[Data listing]
______
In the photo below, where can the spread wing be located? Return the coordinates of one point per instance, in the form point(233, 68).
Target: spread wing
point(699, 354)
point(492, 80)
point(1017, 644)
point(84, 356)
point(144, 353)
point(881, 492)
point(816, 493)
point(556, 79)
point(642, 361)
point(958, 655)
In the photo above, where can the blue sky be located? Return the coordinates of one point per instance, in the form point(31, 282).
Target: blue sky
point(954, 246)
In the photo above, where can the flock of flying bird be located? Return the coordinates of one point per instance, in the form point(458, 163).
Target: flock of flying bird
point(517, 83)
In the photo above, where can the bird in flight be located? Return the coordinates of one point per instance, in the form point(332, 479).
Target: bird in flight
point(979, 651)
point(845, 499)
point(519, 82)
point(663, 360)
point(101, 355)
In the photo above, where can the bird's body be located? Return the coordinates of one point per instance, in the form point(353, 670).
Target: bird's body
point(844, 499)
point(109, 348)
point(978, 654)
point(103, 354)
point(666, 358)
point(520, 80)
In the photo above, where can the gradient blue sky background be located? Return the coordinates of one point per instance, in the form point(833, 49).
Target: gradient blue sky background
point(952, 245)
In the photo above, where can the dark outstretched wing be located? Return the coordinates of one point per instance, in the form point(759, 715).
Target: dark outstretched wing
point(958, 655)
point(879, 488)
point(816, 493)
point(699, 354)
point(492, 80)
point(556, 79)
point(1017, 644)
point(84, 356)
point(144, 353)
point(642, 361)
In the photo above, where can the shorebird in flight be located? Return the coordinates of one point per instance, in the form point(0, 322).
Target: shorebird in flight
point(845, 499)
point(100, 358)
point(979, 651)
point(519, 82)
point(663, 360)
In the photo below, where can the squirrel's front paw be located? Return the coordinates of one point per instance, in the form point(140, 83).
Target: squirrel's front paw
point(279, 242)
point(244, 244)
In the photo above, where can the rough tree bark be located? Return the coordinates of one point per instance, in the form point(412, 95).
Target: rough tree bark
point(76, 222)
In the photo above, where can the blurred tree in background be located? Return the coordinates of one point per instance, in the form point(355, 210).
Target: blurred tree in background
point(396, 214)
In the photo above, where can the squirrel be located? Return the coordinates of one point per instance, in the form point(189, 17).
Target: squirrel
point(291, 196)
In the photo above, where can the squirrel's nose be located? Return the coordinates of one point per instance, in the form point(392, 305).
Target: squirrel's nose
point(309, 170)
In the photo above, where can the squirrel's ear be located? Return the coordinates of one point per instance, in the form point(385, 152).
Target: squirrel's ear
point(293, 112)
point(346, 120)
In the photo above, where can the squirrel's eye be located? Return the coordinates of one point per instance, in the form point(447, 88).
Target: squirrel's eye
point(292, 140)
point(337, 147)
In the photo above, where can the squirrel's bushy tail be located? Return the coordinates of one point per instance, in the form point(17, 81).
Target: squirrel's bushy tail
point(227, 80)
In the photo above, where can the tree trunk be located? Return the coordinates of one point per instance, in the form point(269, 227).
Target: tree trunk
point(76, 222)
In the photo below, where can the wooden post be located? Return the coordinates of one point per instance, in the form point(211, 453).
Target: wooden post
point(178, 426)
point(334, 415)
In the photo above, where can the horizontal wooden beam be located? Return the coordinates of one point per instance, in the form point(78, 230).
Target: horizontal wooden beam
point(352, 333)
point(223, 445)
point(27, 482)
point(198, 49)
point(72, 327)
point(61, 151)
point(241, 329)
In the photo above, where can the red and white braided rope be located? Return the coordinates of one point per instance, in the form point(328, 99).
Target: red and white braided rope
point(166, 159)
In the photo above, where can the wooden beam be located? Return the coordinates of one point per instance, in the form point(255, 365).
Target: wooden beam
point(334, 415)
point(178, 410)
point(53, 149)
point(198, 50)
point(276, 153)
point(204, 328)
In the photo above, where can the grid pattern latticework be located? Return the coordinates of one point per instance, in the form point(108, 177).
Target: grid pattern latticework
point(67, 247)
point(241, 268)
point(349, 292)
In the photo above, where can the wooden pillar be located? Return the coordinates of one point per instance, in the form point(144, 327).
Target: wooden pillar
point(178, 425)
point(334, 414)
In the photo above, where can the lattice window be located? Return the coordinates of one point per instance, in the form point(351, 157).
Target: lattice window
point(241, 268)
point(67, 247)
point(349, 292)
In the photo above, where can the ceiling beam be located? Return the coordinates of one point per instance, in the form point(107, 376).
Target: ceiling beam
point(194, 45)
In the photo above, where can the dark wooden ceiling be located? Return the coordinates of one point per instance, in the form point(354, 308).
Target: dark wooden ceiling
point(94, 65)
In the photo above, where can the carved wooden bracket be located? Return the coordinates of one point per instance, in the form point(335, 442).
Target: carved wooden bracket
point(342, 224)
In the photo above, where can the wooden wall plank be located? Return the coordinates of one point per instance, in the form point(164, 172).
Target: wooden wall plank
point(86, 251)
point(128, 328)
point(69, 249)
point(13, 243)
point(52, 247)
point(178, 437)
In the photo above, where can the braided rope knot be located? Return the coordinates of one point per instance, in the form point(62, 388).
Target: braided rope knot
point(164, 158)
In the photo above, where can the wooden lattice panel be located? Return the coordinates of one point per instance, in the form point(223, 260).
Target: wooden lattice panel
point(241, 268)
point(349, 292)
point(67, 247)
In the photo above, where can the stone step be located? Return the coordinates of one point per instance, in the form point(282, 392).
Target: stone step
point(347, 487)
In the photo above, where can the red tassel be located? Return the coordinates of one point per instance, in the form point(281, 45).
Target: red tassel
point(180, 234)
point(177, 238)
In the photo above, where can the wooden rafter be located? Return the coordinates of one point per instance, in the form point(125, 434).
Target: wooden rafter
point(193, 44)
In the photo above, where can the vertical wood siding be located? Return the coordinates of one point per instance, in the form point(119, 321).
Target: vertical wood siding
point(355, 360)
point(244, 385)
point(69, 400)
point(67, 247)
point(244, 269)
______
WORK TO DO: Reproduce the lines from the one containing "In the photo above, where can the blurred" up to and including the one containing "point(396, 214)", replacing "blurred tree" with "out-of-focus tree" and leaving everything else unchanged.

FINAL ANSWER:
In the photo above, where can the out-of-focus tree in background be located? Return the coordinates of one point per instance, in the form point(355, 210).
Target: out-of-focus tree in background
point(396, 214)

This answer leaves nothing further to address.